Text block section start

Examples for determining critical values for rejections, in the
distribution under null hypothesis curve, using, e.g., a T-test,
are shown in FIG. 4D. The list of flights developed at blocks 145,
147, and 148, are now subjected to two possible price setting
solutions, via block 160, based on the price setting policies or
strategies provided at block 162.
[0041] The first set of price setting solutions is determined when
competitors' prices are available at block 164. Pricing Outcomes
1A, 1B, and 1C, described hereinbelow, are possible pricing
solutions:
[0042] Outcome 1A: If a flight has not been evaluated as one of
greenest, at block 174, then the competitors' price is matched at
block 184. The costs for these choices are necessarily below
competitors' prices and always allow for the minimum profit margin
to be applied. The price is then appended to the list of prices
(i.e., which have been set according to pricing policy) at block
200 The list of prices at block 200 is provided as an input B to
the intelligence center 24.
[0043] Outcome 1B: If a flight has been evaluated as one of
greenest, at block 176, and if the competitors' price minus the
cost of the flight is greater than the preset minimum required
profit for the system 20 operator, then the price is established by
applying a slight markdown to the competitors' price, at block 182.
The price is then appended to the list of prices at block 200,
which in turn is provided as an input B to the intelligence center
24.
[0044] Outcome 1C: If a flight has been evaluated as one of
greenest, at block 176, and if the competitors' price minus the
cost of the flight is less than the preset minimum required profit
required, then the price is established by cost-plus pricing with
the profit margin being at the preset minimum, at block 183. In
this case only, the system 20 allows for exceeding the competitors'
price since the customer would be paying a premium for the greenest
option. The price is then appended to the list of prices at block
200, which in turn is provided as an input B to the intelligence
center 24.
[0045] The second set of price setting solutions is determined when
competitors' prices are not available at block 166 and a set of
historical prices for shipments with similar characteristics is
available at block 172. Pricing Outcomes 2A and 2B, described
hereinbelow, are possible pricing solutions:
[0046] Outcome 2A: If the historical price ensures the minimum
profit required considering the current cost, then the historical
price is matched at block 182. The price is then appended to the
list of prices at block 200, which in turn is provided as an input
B to the intelligence center 24.
[0047] Outcome 2B: If the historical price minus the cost is less
than the minimum profit required, then at block 188 the price is
set at cost-plus pricing with the profit margin being the preset
minimum. The price is then appended to the list of prices at block
200, which in turn is provided as an input B to the intelligence
center 24.
[0048] Referring again to FIG. 1A, the variables processing unit 28
may receive further user input after the user is provided with
information in block 26 concerning, as an example, a list of prices
offered for available routes including the available flights and is
given the option to optimize based on one of several selectable
criteria, such as the three criteria mentioned above, price, speed
and greenness. The user input 50 to the variables processing unit
28 may be in the form of selecting one of three options: option #1,
52, i.e., greenest shipping based on shipping variables defining
greenness only green standards; option #2, 54, i.e., cheapest green
shipping based on variables defining price; and option #3, 56,
i.e., green shipping based on variables defining speed, i.e., time
of delivery.
[0049] Optimizing green shipping based on variables relating to
another of a selected set of criteria, such as on price, can be
very useful, even after the full list of prices is provided to the
customer in the earlier stage of the system 20 processes through
the intelligence center 24, i.e., including a reverse auction
discussed below. Doing so can not only provide an option or set of
options with best price(s), it can also provide the list with
choices that show small variances from the best price(s), but also
perhaps having a substantial marginal benefit(s) in relation to
other criteria, e.g., towards greenness and/or speed.

Text block section end

Work item = Copy the flight pricing passage word for word, from "[0043] Outcome 1B: If" to "price, at block 182.".

Dataset excerpts section start

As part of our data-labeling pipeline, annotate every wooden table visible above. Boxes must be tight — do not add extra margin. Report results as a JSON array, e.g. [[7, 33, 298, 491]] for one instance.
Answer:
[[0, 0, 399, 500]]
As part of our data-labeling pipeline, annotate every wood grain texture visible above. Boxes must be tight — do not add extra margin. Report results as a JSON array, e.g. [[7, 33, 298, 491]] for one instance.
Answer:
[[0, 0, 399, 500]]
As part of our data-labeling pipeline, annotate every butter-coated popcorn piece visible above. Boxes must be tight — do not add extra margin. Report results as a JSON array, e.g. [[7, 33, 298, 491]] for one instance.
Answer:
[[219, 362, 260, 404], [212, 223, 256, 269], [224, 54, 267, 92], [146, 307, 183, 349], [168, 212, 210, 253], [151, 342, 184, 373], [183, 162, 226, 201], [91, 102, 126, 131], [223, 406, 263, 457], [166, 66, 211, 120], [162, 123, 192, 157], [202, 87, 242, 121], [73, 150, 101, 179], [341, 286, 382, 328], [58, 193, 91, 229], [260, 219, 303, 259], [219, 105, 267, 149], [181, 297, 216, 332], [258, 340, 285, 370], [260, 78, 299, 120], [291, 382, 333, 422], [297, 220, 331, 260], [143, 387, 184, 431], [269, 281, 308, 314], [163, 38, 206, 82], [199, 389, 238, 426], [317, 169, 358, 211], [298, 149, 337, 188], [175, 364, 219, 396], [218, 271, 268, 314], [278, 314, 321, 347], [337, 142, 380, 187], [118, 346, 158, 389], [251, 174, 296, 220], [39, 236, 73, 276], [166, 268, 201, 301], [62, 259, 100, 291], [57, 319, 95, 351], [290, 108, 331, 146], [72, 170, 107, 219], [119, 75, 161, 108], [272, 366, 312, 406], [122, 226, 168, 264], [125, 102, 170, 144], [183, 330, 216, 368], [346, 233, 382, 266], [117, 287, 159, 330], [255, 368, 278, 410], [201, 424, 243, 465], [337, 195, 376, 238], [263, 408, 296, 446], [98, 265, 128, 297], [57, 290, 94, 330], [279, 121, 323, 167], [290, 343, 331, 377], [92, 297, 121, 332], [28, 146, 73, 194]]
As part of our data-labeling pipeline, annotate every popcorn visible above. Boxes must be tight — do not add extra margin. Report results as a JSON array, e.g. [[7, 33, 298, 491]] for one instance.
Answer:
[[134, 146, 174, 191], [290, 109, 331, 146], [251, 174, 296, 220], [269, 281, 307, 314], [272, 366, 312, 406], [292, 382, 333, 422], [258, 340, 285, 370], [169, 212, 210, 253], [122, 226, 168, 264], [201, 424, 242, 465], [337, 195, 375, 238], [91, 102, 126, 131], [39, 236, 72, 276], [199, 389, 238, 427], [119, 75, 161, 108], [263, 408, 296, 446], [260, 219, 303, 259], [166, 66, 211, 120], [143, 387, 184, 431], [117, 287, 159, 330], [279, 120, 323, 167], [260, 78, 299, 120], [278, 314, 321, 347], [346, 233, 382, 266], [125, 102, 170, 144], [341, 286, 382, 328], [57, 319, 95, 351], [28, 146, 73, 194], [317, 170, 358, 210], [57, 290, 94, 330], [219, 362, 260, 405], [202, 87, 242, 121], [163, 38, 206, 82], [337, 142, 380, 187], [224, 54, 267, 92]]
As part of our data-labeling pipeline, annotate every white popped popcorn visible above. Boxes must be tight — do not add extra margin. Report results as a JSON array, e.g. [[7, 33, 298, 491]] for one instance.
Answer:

Dataset excerpts section end

Solution to the problem =
[0043] Outcome 1B: If a flight has been evaluated as one of
greenest, at block 176, and if the competitors' price minus the
cost of the flight is greater than the preset minimum required
profit for the system 20 operator, then the price is established by
applying a slight markdown to the competitors' price, at block 182.